(Saved data entries)
Start of Block

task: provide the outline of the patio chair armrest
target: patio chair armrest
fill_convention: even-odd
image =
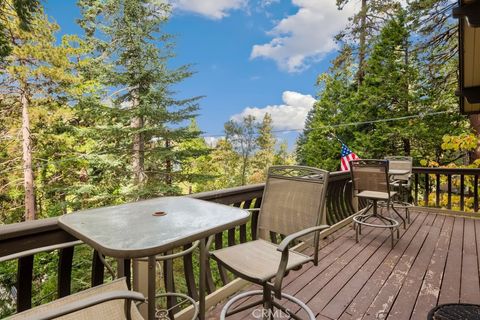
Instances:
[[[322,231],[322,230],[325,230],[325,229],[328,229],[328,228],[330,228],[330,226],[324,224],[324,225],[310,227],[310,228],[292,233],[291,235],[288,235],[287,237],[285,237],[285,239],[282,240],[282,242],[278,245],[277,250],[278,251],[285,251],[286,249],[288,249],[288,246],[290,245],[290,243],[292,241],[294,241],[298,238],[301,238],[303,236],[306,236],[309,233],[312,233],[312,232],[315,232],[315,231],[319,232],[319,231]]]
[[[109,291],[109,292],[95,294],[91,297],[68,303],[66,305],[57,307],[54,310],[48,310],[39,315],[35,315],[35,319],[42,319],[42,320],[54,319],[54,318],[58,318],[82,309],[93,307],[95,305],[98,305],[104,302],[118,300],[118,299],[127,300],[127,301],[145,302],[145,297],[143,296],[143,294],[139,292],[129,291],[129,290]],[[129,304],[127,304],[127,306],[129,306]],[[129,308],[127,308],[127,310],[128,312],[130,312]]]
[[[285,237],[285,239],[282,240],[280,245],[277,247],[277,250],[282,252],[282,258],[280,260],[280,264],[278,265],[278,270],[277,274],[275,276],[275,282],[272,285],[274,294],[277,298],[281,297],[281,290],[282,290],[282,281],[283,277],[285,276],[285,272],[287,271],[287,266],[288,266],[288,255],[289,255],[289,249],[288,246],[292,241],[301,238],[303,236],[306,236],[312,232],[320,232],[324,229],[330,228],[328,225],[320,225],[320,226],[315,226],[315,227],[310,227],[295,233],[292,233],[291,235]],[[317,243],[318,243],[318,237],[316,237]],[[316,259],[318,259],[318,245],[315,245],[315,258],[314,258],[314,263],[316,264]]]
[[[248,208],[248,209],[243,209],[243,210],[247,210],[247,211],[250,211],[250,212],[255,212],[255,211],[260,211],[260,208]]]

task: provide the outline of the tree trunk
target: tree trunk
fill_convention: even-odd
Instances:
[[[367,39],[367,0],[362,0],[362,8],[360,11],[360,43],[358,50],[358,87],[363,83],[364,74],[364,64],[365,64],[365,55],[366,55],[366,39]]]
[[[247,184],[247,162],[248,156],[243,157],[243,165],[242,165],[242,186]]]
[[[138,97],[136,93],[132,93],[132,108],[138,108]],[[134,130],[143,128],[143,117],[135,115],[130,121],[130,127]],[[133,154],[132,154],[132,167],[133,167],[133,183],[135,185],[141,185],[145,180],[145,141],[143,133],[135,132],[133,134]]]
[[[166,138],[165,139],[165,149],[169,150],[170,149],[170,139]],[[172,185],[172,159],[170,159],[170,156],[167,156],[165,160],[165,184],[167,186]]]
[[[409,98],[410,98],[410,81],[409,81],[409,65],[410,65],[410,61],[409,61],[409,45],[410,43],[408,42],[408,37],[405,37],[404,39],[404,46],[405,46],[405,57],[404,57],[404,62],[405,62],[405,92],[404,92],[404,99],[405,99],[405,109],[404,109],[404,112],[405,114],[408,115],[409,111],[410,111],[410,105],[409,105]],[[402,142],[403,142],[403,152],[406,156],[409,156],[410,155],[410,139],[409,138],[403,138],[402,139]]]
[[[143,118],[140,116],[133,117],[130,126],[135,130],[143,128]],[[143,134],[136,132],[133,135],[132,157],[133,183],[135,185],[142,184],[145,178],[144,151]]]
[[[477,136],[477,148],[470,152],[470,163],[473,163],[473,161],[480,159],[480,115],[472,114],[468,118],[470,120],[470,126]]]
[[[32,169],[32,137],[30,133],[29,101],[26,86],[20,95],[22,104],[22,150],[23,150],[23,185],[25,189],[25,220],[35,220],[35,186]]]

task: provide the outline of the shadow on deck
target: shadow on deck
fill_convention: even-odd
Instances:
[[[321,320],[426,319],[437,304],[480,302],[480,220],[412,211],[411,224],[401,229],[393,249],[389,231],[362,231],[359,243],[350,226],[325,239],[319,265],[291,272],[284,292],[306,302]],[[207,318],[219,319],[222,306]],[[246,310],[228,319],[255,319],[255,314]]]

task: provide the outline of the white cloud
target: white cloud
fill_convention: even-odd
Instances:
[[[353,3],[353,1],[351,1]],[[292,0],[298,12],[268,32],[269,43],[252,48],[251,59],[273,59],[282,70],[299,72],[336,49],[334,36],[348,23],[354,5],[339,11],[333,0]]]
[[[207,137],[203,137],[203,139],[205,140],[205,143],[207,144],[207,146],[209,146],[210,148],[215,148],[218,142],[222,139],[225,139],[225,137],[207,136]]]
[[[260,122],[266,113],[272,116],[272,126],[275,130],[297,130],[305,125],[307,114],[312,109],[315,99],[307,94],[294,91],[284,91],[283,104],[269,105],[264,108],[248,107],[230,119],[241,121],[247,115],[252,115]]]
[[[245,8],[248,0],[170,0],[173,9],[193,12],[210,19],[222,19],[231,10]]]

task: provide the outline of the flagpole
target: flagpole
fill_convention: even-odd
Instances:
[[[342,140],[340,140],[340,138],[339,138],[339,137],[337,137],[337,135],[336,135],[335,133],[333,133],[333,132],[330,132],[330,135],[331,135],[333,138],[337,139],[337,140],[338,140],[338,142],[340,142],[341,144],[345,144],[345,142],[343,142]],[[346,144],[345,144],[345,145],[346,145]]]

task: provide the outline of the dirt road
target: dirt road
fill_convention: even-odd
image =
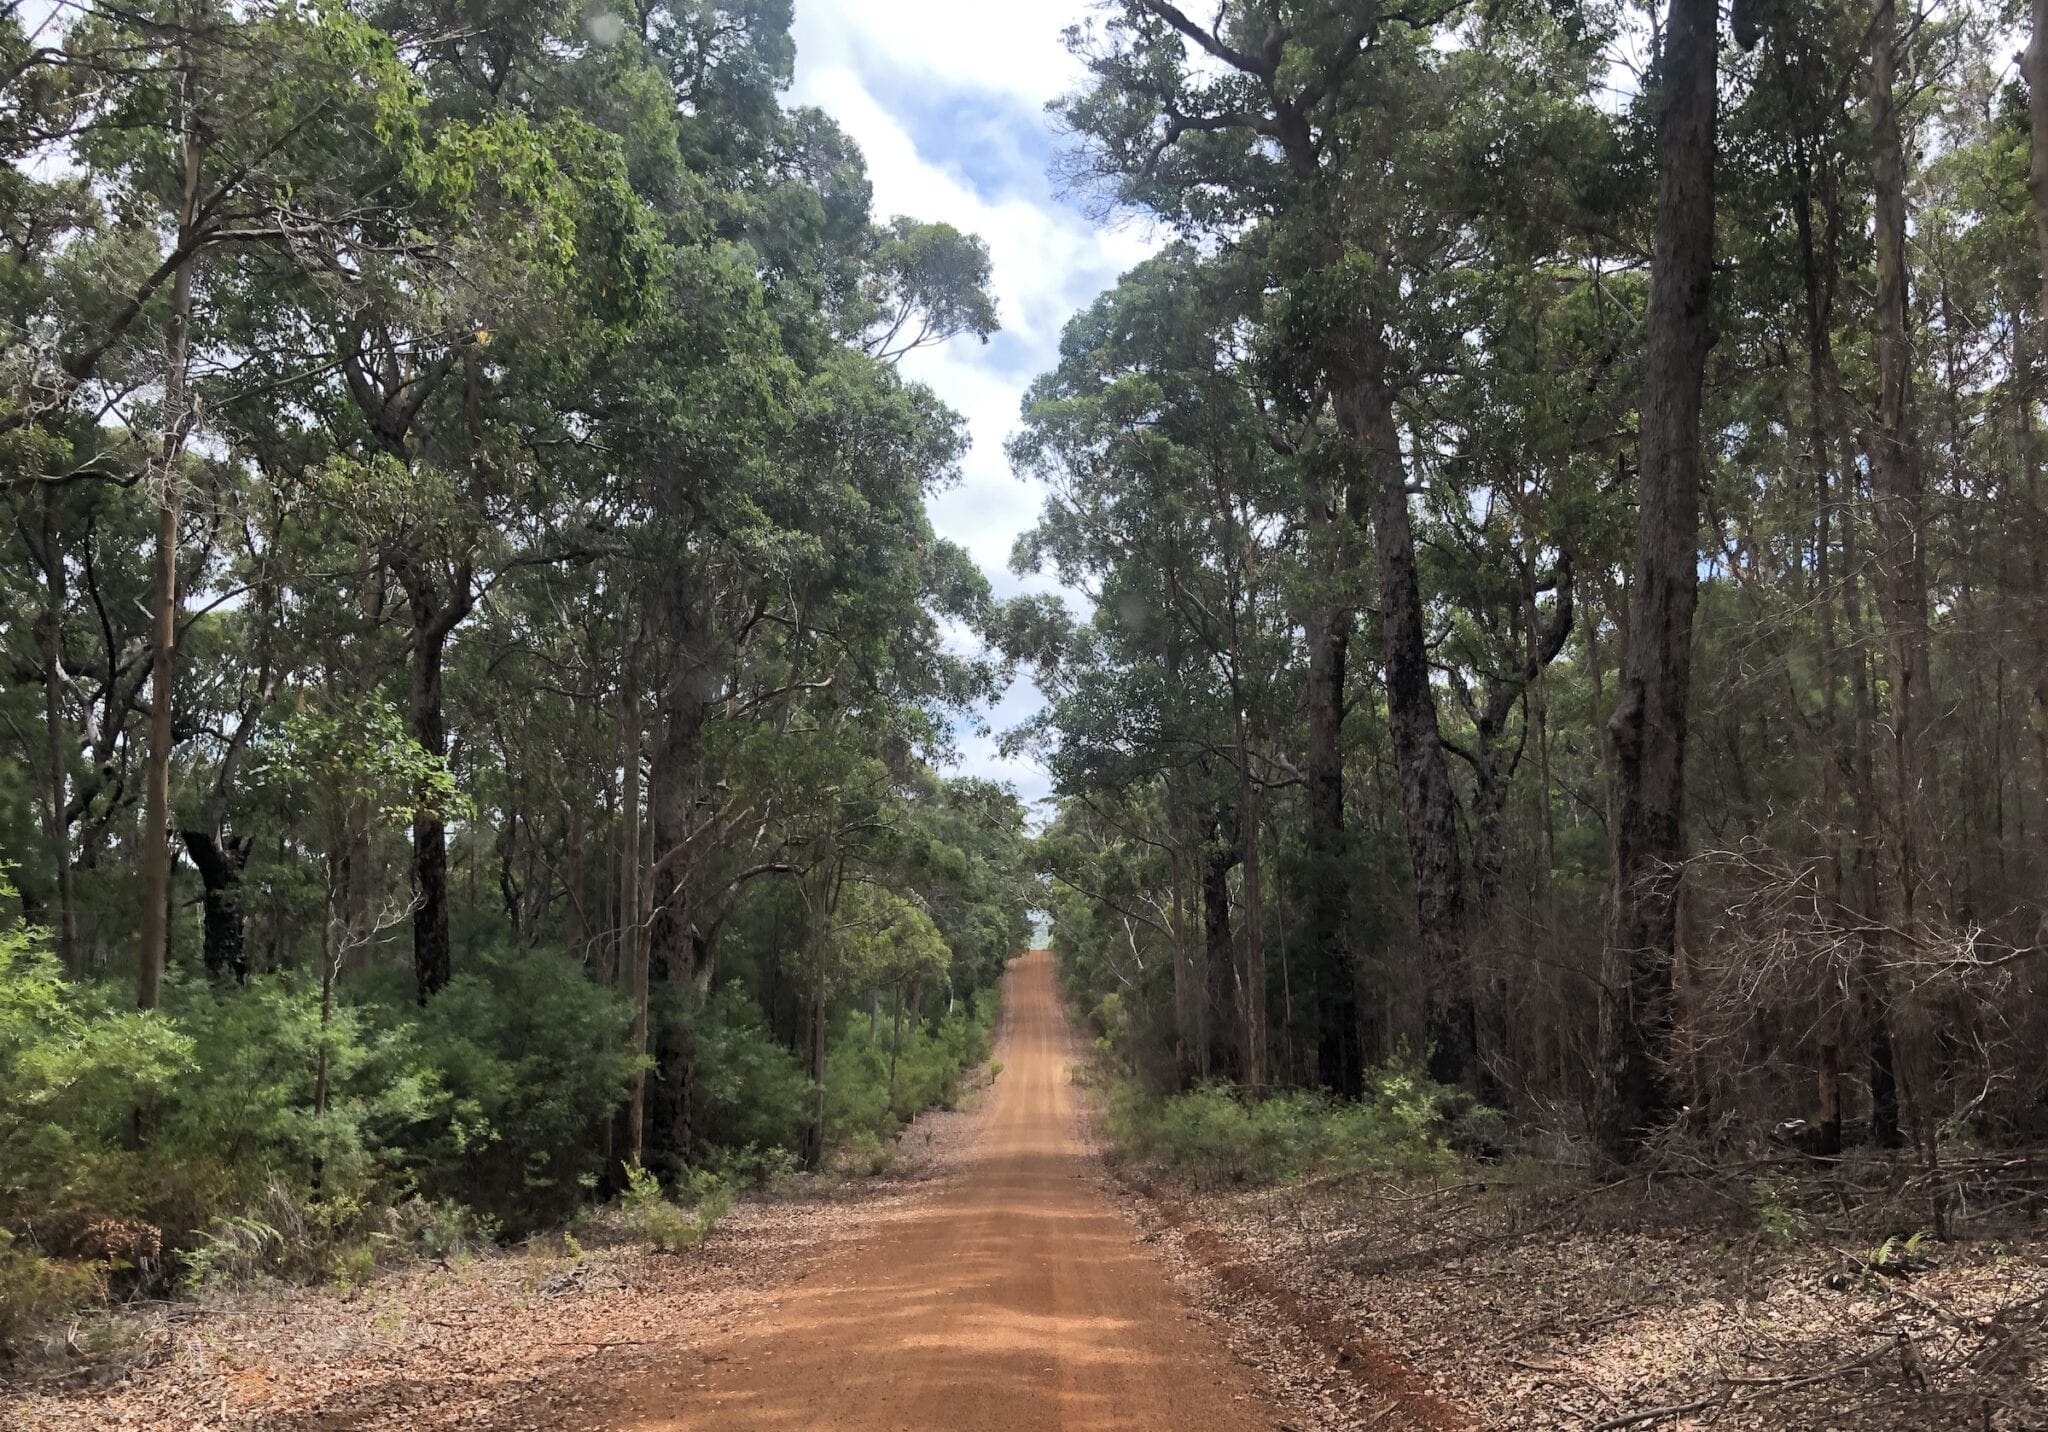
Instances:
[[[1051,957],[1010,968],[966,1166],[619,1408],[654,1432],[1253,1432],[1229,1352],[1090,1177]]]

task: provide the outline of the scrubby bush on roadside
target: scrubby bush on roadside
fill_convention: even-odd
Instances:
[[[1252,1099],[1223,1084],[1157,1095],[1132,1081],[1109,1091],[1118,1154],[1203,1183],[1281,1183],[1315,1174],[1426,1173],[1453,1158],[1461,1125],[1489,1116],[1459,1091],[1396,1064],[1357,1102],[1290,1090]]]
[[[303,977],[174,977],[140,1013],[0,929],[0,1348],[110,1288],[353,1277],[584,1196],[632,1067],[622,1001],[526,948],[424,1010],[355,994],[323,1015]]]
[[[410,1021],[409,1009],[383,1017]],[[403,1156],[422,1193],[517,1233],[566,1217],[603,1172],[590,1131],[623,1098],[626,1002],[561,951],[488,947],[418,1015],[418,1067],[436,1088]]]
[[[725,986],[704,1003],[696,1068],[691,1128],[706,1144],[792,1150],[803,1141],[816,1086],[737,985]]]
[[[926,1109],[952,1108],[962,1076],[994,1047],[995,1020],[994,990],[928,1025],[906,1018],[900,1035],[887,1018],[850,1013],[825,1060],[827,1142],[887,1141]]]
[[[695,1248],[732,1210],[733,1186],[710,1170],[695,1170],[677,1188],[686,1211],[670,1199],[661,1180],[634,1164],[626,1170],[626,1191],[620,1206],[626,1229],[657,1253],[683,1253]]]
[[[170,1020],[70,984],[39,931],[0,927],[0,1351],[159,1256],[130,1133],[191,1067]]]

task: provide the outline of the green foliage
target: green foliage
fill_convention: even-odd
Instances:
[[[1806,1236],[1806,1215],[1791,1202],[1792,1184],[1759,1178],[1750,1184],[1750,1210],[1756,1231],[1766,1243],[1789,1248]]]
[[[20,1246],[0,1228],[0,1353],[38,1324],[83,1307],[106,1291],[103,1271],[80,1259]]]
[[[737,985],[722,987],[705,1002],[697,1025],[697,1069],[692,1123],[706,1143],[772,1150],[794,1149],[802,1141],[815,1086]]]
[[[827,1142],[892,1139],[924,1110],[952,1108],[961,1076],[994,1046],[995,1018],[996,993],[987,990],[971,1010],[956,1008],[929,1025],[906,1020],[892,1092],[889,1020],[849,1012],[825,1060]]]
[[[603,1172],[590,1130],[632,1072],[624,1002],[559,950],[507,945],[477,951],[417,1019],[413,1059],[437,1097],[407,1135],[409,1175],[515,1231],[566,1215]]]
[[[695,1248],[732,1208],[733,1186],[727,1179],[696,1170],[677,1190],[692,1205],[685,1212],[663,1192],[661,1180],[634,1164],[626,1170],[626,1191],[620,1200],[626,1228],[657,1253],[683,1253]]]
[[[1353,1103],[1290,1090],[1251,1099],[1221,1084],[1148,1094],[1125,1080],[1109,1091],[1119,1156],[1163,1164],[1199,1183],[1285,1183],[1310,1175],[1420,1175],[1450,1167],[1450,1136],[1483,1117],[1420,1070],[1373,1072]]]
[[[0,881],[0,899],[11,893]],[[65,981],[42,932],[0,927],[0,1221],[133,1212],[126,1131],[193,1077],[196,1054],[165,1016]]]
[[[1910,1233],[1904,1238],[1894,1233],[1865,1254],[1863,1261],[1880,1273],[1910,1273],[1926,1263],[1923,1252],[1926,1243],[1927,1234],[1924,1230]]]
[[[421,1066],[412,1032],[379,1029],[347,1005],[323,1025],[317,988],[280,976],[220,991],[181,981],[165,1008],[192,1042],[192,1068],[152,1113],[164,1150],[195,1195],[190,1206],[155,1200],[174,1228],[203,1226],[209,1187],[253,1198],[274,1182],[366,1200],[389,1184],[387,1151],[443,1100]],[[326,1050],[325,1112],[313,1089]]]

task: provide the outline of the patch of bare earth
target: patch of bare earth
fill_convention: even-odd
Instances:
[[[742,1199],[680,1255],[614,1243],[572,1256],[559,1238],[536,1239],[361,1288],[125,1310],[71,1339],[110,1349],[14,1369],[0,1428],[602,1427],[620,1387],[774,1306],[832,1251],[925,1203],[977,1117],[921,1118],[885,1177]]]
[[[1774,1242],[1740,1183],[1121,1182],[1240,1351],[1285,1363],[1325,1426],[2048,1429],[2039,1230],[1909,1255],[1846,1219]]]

End of Block

WHAT YOU SHOULD DO
In how many lines of the records does the word "tree" appear? Answer with the number only.

WORKED SOLUTION
2